Written problem — Copy the material below word for word, from the line that contains "Pick out every instance of the mast" through the last line, including both of those lines.

Dataset rows:
Start
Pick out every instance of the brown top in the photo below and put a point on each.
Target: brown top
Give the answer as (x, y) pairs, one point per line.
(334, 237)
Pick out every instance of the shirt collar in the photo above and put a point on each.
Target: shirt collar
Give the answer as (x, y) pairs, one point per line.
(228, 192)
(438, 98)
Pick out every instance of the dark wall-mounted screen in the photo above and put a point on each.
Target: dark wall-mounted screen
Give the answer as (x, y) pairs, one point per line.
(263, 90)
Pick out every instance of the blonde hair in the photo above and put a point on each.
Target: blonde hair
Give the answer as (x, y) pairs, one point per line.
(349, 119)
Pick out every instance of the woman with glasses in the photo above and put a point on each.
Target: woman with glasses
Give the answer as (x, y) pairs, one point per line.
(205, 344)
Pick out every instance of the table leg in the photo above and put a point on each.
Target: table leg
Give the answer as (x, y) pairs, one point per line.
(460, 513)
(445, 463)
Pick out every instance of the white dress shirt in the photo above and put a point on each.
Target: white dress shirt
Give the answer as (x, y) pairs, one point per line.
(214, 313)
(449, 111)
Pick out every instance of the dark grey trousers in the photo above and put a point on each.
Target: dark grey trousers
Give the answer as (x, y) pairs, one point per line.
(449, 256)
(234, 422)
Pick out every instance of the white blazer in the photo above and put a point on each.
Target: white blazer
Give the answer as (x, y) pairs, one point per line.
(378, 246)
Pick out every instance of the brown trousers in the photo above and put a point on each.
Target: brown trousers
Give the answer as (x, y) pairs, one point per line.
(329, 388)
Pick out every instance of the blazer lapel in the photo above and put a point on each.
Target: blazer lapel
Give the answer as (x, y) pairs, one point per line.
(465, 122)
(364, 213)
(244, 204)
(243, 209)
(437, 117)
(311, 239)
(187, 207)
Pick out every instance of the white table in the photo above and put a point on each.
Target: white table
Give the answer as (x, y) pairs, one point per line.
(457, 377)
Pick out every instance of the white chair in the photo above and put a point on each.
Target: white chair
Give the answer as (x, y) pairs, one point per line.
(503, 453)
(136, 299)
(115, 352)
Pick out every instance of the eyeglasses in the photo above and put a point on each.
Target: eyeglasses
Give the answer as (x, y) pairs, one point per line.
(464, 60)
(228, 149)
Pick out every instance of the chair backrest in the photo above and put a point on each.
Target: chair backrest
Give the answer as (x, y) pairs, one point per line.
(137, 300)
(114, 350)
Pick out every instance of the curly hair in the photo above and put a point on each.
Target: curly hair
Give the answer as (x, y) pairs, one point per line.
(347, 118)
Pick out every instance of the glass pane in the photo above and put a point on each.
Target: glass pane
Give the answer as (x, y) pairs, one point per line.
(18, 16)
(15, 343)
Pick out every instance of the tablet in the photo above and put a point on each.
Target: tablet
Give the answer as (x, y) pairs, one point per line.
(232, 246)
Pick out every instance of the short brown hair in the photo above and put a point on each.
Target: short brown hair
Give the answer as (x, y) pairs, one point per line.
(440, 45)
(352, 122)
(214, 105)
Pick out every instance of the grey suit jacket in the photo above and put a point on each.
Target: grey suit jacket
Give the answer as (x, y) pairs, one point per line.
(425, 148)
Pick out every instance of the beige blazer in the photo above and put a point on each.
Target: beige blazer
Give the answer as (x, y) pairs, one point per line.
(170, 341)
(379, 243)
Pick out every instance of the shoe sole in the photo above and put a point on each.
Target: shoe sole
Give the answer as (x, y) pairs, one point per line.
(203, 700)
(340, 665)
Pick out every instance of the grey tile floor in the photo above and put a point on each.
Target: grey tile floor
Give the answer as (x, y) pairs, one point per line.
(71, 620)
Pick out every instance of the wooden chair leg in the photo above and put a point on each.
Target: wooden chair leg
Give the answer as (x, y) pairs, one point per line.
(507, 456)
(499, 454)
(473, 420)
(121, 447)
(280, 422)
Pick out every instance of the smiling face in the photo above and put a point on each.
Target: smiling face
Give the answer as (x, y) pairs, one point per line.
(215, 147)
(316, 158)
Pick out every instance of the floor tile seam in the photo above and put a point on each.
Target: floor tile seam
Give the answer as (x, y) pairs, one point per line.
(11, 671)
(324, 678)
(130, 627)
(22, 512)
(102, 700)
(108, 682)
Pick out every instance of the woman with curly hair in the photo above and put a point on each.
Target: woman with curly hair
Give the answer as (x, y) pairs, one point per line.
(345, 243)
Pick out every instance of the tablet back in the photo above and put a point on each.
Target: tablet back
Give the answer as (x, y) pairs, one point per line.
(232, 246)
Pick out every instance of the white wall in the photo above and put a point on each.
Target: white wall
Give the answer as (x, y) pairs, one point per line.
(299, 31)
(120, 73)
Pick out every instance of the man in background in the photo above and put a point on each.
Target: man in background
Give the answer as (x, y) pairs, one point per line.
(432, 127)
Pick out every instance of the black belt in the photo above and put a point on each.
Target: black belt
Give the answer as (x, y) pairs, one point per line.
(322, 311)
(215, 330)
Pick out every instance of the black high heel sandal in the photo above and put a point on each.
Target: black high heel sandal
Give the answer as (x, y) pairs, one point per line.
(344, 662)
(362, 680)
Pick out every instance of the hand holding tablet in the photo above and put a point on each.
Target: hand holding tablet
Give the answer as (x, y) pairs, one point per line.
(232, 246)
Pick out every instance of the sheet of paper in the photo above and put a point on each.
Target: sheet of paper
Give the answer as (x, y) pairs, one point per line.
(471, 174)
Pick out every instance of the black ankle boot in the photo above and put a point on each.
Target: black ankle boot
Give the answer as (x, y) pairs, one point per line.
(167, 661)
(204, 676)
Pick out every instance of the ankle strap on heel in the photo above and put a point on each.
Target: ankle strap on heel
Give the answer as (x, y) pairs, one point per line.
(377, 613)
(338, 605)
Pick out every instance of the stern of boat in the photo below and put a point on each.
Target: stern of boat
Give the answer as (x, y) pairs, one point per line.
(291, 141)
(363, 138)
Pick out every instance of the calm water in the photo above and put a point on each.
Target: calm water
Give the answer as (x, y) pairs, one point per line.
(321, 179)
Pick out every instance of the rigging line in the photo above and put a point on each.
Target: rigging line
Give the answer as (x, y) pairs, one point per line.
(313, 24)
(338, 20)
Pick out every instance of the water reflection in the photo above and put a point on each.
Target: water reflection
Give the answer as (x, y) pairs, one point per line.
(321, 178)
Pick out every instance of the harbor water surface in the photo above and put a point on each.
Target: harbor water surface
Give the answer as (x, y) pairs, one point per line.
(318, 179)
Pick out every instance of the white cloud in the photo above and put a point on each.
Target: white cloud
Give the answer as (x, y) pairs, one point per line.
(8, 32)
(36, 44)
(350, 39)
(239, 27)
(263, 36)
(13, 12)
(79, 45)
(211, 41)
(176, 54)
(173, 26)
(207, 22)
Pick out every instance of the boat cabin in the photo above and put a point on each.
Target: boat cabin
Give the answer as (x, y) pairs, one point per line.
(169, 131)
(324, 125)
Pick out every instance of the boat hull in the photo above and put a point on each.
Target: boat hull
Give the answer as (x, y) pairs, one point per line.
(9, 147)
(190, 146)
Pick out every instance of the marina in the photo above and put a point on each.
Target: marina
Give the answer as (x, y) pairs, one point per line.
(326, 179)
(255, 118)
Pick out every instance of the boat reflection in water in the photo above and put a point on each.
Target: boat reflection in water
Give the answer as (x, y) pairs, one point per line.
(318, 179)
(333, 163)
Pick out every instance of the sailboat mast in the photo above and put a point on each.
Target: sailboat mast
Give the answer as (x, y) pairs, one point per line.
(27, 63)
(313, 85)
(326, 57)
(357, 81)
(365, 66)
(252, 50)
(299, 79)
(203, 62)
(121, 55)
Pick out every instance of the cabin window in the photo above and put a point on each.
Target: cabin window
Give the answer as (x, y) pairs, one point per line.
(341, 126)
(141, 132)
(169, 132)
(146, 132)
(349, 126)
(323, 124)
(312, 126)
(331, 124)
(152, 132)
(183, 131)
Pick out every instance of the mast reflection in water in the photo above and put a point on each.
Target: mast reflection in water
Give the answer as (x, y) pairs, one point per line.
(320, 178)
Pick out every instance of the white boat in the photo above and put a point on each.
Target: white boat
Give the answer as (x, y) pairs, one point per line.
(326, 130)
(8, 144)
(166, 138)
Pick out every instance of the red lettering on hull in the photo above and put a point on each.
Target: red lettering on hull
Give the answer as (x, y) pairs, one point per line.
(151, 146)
End
Final result —
Pick out every instance of the mast reflection in water in the photo above and put a point on each.
Target: mast reflection in water
Give the answer as (x, y) pairs, one point per line.
(320, 178)
Pick out every instance of the white boat in the photo above and put a point on each.
Target: white boat
Give the answer as (x, y) pairs, one point per line.
(326, 130)
(8, 144)
(166, 138)
Pick out every instance of the red lettering on hull in the photo above and put a point on each.
Target: red lettering on hull
Give the answer as (x, y) pairs, one point per line.
(151, 146)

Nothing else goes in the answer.